§ Given request
Repeat the lines of the listing below exactly, starting at the line that contains "of the ornamental" and running through the last line, both included, and only those.

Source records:

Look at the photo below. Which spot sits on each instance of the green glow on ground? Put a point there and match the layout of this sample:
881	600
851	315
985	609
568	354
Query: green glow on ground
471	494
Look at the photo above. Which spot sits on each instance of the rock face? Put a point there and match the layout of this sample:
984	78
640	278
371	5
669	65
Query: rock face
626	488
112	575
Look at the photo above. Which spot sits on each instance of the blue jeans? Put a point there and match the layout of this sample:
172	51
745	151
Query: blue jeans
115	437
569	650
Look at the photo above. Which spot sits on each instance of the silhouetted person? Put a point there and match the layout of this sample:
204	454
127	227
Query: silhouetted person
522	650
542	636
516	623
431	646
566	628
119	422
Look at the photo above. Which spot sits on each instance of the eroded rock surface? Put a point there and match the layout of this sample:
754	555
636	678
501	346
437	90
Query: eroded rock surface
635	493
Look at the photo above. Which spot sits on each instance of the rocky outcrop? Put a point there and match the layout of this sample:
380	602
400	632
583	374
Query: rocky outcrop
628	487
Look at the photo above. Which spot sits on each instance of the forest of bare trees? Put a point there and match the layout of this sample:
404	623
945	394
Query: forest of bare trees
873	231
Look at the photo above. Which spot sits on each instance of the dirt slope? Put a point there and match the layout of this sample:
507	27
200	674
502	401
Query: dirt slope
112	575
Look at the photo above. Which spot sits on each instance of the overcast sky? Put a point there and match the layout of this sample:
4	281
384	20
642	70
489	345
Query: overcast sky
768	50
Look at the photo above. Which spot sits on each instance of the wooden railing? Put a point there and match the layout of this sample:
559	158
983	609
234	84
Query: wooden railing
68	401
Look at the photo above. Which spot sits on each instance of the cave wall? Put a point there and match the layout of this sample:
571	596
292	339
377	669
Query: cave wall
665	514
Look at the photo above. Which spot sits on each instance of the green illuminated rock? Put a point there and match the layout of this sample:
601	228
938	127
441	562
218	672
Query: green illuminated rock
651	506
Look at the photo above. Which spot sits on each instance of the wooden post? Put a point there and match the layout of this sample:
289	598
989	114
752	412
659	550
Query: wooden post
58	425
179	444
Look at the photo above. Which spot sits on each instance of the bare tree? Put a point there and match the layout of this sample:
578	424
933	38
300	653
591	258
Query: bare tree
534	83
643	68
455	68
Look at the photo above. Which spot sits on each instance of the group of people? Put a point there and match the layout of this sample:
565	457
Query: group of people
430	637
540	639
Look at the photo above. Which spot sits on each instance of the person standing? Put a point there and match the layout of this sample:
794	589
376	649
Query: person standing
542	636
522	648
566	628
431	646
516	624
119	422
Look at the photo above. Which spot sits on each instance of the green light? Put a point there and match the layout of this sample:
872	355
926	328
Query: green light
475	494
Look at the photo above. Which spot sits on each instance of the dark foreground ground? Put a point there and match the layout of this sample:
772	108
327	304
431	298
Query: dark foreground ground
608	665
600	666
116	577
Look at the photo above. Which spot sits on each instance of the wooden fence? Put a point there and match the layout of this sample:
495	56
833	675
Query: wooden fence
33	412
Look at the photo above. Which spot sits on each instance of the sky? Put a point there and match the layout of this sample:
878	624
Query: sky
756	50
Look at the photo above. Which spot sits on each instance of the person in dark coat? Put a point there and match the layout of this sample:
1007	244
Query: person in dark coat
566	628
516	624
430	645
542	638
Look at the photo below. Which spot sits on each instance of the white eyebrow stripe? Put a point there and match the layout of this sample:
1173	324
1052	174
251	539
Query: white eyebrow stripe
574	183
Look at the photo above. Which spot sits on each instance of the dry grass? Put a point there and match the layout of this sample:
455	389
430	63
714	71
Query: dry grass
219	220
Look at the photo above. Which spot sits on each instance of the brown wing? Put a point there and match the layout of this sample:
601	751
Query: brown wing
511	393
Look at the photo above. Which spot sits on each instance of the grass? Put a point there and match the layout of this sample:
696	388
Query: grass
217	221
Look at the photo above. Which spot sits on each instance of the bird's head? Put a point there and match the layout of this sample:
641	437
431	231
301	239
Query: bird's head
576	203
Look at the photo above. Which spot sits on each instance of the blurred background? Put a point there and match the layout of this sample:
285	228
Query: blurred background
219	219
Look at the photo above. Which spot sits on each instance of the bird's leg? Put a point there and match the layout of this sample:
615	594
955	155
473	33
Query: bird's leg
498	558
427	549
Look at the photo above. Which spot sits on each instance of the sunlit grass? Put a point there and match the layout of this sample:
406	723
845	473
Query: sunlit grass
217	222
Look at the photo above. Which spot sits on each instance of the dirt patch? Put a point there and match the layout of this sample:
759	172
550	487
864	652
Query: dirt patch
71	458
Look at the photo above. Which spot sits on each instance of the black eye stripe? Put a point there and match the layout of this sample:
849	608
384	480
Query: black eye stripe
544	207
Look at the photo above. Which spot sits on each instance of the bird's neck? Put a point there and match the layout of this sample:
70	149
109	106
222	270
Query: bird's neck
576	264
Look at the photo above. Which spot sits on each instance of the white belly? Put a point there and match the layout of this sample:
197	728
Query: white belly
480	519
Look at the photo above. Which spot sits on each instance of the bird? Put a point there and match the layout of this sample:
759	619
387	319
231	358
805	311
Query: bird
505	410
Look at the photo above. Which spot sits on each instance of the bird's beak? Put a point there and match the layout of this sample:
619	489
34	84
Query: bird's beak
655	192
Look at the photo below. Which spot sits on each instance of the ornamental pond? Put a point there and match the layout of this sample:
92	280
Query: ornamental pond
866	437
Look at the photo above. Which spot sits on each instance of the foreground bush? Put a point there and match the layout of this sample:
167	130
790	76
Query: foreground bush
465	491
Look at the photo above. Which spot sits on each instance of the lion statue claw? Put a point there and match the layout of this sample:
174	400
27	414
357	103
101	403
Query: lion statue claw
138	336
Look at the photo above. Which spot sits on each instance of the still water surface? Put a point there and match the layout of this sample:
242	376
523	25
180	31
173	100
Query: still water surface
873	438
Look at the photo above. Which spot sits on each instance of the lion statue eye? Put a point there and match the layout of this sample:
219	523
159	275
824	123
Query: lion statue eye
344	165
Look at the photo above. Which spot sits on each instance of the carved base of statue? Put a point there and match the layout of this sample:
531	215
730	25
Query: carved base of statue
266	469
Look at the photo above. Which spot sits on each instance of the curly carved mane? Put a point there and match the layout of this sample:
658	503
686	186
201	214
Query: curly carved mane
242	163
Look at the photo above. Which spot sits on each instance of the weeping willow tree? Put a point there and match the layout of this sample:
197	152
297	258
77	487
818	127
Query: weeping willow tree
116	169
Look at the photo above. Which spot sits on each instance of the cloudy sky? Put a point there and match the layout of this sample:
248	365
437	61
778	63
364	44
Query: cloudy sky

§ The response
Look at the photo below. Which spot sits on each instance of the ornamental pond? Put a point there and match the layout of this sample:
92	280
Query: ornamental pond
866	437
Look at the photo above. Which spot sits on each instance of the foreground bush? Put a point there and match the layout of this sample:
167	130
790	76
Query: foreground bush
465	491
Look at the photo above. Which spot sits on each instance of the lion statue claw? Put a point there and match the layout of this sample:
174	400
27	414
357	103
101	403
Query: lion statue claw
138	336
Look at the photo above. Which spot sits on each instance of the still water surface? Put a point there and match the layout of this sample:
242	376
523	25
180	31
173	100
Query: still water surface
873	438
Look at the photo above. Which spot sits on each instance of the lion statue eye? Put a point there and match the layout of this sample:
219	523
159	275
824	123
Query: lion statue eye
344	165
Look at the photo above. Which spot sits on each instance of the carved base of statue? Put a point there and match the layout of this sample:
531	215
730	25
Query: carved base of statue
266	469
Look at the photo above. Which spot sits on each instance of the curly carved mane? Put a point there and match the layout of this sample:
658	503
686	186
201	214
Query: curly carved mane
242	163
Look at the photo above. Which spot sits on each instance of the weeping willow tree? Put a point there and match the layout of this sample:
197	152
297	258
77	487
818	127
Query: weeping willow tree
116	169
Look at the photo above. Which spot sits on each instance of the cloudy sky? Put a point there and match the layout of this sample:
248	365
437	61
778	63
364	44
Query: cloudy sky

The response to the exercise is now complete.